EXTRACTED TEXT: Begin

As noted in the San Jose Mercury here, there are more revelations in the Carolina anabolics case.
As you recall, Dr. James Shortt is going to prison for about one year. Apparently none of the players have legal consequences. However it is said they have medical consequences.
Three of the five starting offensive linemen from the Panthers' February 2004 Super Bowl team - guard Kevin Donnalley, center Jeff Mitchell and tackle Todd Steussie - were in the report. Another member of that team, practice squad lineman Louis Williams, former Carolina tight end Wesley Walls and former University of South Carolina and NFL defensive lineman Henry Taylor were the other players...
Donnalley ignored his family history of stroke, putting his life at risk. Mitchell complained of hair loss and shrunken testicles, common side effects of steroid use. Steussie was prescribed anti-estrogen drugs usually reserved for female breast cancer and infertility patients but also used by male steroid users to prevent breast growth.
Less than a week before the Panthers left Charlotte for the Super Bowl in Houston, Steussie and Williams were given prescriptions for a combined five NFL-banned substances, including two forms of testosterone.
The article documents in depth the player's use and side effects. Testosterone cream, Winstrol, HGH, prohormones, and anti-estrogens were prescribed over a long period of time. However, it is interesting that..

EXTRACTED TEXT: End
DATASET ENTRIES: Begin

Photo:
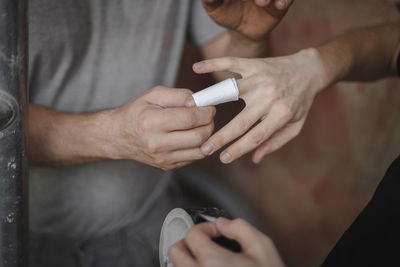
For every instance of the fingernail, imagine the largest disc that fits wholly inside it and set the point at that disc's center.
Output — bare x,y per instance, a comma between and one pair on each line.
198,66
190,102
207,148
222,221
281,4
226,158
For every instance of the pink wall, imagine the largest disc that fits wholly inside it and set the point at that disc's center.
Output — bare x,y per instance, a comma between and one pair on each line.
310,191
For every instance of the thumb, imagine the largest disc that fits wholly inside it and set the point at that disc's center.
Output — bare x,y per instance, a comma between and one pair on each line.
211,5
239,230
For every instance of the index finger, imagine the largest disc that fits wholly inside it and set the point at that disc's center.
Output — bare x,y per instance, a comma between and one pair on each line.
175,119
241,66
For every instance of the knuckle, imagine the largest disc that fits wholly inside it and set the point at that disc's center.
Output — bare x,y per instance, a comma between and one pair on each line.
153,146
212,261
257,137
244,123
210,129
187,92
276,94
172,250
190,119
145,124
212,112
286,110
238,223
157,89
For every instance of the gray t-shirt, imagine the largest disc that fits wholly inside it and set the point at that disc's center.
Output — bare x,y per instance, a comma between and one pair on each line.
89,55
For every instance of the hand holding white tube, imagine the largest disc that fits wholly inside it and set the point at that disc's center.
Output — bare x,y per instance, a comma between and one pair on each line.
278,92
219,93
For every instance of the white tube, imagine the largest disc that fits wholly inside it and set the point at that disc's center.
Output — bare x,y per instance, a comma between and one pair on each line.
219,93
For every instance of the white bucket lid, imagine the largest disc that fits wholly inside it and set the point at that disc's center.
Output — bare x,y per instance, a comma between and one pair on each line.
174,228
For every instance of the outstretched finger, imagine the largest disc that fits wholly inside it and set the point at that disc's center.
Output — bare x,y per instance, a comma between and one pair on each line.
262,3
276,119
277,141
235,128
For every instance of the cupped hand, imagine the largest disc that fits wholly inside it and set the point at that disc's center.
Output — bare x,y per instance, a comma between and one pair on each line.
156,129
253,19
278,93
198,250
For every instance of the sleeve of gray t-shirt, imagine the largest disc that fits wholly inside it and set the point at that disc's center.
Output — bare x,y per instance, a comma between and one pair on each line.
202,28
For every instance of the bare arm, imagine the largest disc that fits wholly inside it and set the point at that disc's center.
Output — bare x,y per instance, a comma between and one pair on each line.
58,138
248,25
364,55
153,128
279,92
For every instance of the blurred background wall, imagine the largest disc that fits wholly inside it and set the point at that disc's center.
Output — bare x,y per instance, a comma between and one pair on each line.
310,191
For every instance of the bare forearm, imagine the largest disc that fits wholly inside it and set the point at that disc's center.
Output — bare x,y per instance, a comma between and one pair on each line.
231,44
59,139
363,55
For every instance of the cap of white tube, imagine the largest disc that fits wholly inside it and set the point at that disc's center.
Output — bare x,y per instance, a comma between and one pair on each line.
219,93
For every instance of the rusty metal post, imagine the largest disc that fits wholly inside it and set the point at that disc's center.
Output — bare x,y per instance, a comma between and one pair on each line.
13,126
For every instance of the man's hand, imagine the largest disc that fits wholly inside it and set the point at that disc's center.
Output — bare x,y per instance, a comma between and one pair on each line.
278,93
252,19
156,129
198,250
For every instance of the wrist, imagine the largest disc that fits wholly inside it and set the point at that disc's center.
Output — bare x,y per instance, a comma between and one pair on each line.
107,132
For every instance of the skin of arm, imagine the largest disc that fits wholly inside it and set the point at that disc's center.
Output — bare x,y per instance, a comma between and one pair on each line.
279,92
153,128
248,24
138,129
198,250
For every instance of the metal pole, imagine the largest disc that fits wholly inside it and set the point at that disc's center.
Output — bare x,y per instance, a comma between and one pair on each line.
13,126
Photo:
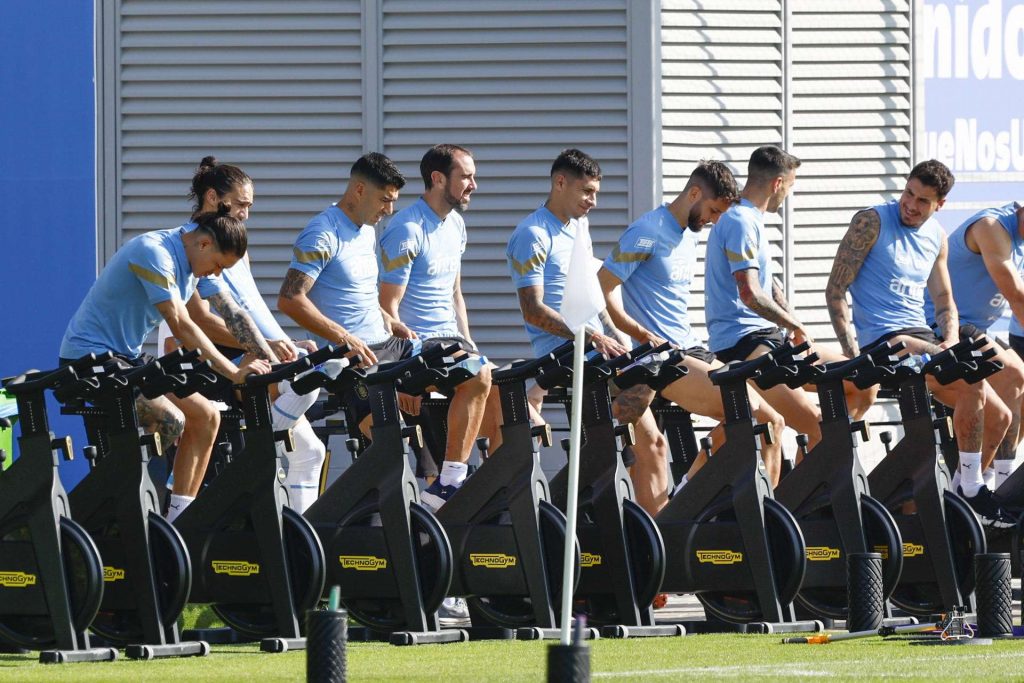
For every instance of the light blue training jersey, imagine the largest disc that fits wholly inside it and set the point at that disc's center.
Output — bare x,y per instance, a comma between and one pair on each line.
737,242
339,256
655,258
423,253
979,301
889,290
239,281
119,312
539,254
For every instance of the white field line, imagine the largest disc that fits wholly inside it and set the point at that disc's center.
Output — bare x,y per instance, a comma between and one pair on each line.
800,668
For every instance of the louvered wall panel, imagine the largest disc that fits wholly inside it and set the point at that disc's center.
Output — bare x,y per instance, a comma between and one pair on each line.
851,125
274,87
516,83
721,95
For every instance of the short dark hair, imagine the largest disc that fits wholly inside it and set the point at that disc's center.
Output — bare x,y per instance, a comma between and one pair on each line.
228,233
578,164
715,180
935,174
379,170
770,162
222,178
439,158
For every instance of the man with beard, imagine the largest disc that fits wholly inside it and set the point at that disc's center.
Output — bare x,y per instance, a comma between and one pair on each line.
743,298
653,263
420,260
891,254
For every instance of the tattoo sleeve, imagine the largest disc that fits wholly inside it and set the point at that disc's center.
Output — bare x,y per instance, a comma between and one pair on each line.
853,249
295,284
242,326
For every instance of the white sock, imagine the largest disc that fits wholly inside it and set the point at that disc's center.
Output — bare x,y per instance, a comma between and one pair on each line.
1004,468
970,471
290,407
302,466
679,486
989,476
453,473
177,506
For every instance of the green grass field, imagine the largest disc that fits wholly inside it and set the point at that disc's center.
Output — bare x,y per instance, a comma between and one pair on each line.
715,656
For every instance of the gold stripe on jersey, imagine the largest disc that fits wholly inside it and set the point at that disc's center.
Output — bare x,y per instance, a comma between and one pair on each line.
748,255
157,279
537,259
310,256
396,262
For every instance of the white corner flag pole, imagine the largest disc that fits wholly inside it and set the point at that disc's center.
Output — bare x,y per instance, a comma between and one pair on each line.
582,301
572,494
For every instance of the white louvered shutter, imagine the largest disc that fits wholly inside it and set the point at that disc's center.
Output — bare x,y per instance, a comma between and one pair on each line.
273,87
721,96
851,126
515,83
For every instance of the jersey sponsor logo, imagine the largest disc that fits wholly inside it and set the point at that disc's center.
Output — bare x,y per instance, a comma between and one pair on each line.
443,266
912,550
235,567
112,574
907,288
719,557
493,560
16,580
363,562
821,553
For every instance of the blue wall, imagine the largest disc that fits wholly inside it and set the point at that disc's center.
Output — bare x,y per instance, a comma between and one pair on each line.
47,183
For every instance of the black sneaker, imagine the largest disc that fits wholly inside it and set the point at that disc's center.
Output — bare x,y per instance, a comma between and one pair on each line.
988,511
435,495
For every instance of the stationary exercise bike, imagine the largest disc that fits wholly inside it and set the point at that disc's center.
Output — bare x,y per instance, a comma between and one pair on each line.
941,534
727,539
624,554
387,552
258,561
51,574
827,491
146,568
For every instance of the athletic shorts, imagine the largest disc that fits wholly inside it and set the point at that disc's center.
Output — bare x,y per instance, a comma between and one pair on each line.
770,337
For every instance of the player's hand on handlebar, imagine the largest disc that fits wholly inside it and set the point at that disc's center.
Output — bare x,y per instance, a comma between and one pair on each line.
401,331
284,349
607,346
250,367
307,345
356,346
409,403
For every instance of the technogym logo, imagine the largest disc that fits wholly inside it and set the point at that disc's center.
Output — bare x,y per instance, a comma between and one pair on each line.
719,557
113,573
821,553
493,560
235,567
16,580
363,562
912,550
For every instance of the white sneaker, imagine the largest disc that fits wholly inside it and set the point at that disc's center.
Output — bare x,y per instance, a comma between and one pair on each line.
454,611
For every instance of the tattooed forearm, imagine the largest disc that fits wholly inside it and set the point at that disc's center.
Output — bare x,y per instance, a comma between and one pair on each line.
295,284
242,327
850,255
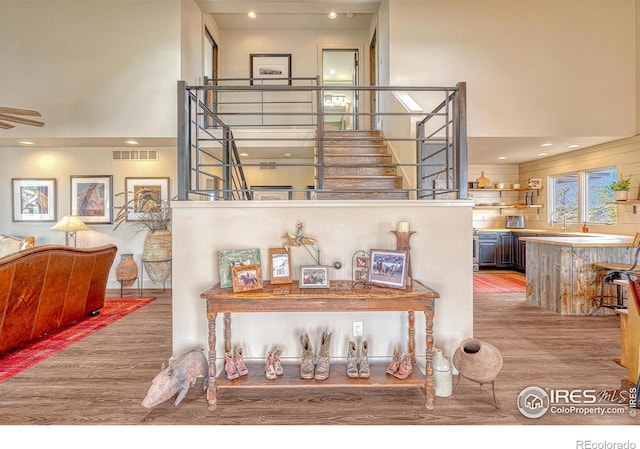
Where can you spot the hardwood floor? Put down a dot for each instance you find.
(103, 378)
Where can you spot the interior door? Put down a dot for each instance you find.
(341, 105)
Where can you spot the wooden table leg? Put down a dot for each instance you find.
(212, 390)
(429, 387)
(227, 332)
(412, 336)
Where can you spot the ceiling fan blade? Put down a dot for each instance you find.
(23, 121)
(18, 111)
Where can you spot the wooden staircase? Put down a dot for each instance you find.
(356, 167)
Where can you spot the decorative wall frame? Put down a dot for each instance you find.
(33, 199)
(91, 198)
(280, 265)
(388, 268)
(270, 68)
(144, 192)
(314, 276)
(265, 193)
(246, 277)
(235, 257)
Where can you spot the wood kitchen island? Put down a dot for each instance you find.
(560, 271)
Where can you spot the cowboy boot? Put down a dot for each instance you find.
(352, 361)
(269, 370)
(306, 363)
(230, 367)
(240, 365)
(277, 365)
(406, 367)
(322, 368)
(364, 360)
(395, 362)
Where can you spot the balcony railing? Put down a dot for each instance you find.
(287, 127)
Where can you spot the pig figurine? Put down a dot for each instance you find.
(177, 377)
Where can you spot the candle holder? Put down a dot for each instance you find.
(402, 243)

DATASET ENTRIES: End

● SET OF TASKS:
#1 According to the text about the Carolina steroid case, what side effects did Jeff Mitchell complain of?
#2 Pick up the account of the Carolina Panthers steroid case from its last words and carry it on.

● TASK RESPONSES:
#1 Hair loss and shrunken testicles.

#2
None of the Panthers players involved with Shortt ever tested positive for any banned substance while playing for Carolina, according to team officials. Shortt helped players avoid getting caught by generally prescribing them less detectable drugs than he gave body builders, who weren't tested...
Holliday told the court in Shortt's sentencing hearing last month that the Panthers players involved considered the NFL's testing system "almost a joke"
So the players took testosterone and Winstrol, both highly detectable, and none were caught? Interesting.
Here is a quote from the judge:
"This Court cannot ignore the controversy surrounding the use of steroids by professional athletes," Anderson said. "Performance-enhancing drugs such as human growth hormone and steroids irreparably tarnish the career achievements of many athletes whose records and accomplishments are called into question...
"In that sense, the victims of the crimes such as the one at issue here include not only the athletes themselves, but also sports fans in living rooms all over the country.
Again, none of the players received any legal or NFL consequences.